PASSAGE PROVIDED:
## Start
I really love your hypothetical situation with Varric. It’s 9/10s of the way to actually being a fic. It wants to be a fic. I want it to be a fic. It’s a beautiful explanation of how to reconcile the existence of fiction in Thedas.

Oh, this is fascinating and so clever.

So Varric blurs the lines, but rather than in the sublime way that you expect from high fantasy, it’s very mundane.  It almost invites skepticism, rather than wonder […] the cynical, bitter darkness of 2 is so different from the bleak, elegaic darkness of Origins and Trespasser.  It feels almost painfully modern.  (And I’m still not really sure how “dark” vanilla Inquisition ever got, when the worst things that happened were either inside your own head thanks to a demon or got erased thanks to, “magical time travel, go with it.”)

Yes. That is exactly why DA2 didn’t work that well for me, and I’m so glad someone put it better than I could have. I enjoy things like Hard in Hightown and the genre-blending metacommentary – they’re a major part of my love for Dragon Age – but you’ve got to play to some of the rules to bend them. (I actually love the “reading peasantry” thing and find it a welcome change, but it’s certainly not historically accurate.) DA plays with things like the nature of mythology, grand themes…. the human characters work because they’re placed against such an epic, unknowable background.

And the theory of how novels got off the ground is fantastic.
## End
TASK INSTRUCTIONS:
A. From the comment on Varric and Dragon Age, set down the passage that begins at the words "I really love" and stops after the words "fiction in Thedas.".
B. List every adjective that the comment on Varric and Dragon Age places directly before the word "darkness."

(Rows from a dataset)
## Start
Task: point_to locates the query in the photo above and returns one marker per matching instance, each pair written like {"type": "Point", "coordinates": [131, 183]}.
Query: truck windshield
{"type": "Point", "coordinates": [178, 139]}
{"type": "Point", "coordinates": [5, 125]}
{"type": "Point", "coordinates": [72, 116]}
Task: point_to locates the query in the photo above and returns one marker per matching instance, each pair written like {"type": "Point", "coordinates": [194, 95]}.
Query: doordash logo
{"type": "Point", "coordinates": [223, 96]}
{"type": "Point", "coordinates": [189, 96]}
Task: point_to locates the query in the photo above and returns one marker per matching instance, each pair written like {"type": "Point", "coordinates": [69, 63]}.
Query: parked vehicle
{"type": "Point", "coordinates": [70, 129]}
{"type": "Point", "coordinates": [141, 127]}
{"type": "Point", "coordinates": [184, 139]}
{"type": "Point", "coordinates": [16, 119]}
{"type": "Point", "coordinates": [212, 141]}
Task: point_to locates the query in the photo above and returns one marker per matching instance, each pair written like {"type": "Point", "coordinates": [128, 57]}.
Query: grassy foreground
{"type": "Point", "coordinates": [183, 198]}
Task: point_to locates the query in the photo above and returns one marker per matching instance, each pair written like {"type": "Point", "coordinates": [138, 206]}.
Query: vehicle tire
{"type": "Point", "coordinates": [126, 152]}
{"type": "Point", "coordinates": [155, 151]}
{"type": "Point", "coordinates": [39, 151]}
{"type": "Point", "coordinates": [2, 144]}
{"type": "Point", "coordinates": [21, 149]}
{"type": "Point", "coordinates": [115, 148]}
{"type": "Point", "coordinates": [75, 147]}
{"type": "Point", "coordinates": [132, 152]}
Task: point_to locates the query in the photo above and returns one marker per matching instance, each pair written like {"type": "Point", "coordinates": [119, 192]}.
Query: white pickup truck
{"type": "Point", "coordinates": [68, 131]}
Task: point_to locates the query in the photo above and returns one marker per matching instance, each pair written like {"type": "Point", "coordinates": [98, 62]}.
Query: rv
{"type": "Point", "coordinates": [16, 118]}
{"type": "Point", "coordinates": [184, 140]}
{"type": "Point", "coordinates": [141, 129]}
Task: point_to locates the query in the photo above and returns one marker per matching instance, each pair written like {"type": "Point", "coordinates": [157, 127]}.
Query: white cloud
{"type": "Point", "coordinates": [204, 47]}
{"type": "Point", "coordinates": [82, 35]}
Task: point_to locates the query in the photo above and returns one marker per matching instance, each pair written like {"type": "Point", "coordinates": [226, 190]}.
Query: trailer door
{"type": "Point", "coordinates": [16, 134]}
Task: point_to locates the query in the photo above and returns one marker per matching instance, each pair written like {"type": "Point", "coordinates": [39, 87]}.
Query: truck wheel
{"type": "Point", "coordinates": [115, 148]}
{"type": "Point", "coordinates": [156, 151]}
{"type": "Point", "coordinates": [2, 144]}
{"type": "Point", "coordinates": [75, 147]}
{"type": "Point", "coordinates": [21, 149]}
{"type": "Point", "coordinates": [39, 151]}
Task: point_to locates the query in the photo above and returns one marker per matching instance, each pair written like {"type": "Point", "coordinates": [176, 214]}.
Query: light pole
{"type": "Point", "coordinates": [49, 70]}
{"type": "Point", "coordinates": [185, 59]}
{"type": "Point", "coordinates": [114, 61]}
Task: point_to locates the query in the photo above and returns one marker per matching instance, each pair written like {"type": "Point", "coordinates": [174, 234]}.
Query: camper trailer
## End
COMPLETED EXERCISE:
A.
I really love your hypothetical situation with Varric. It’s 9/10s of the way to actually being a fic. It wants to be a fic. I want it to be a fic. It’s a beautiful explanation of how to reconcile the existence of fiction in Thedas.

B.
cynical
bitter
bleak
elegaic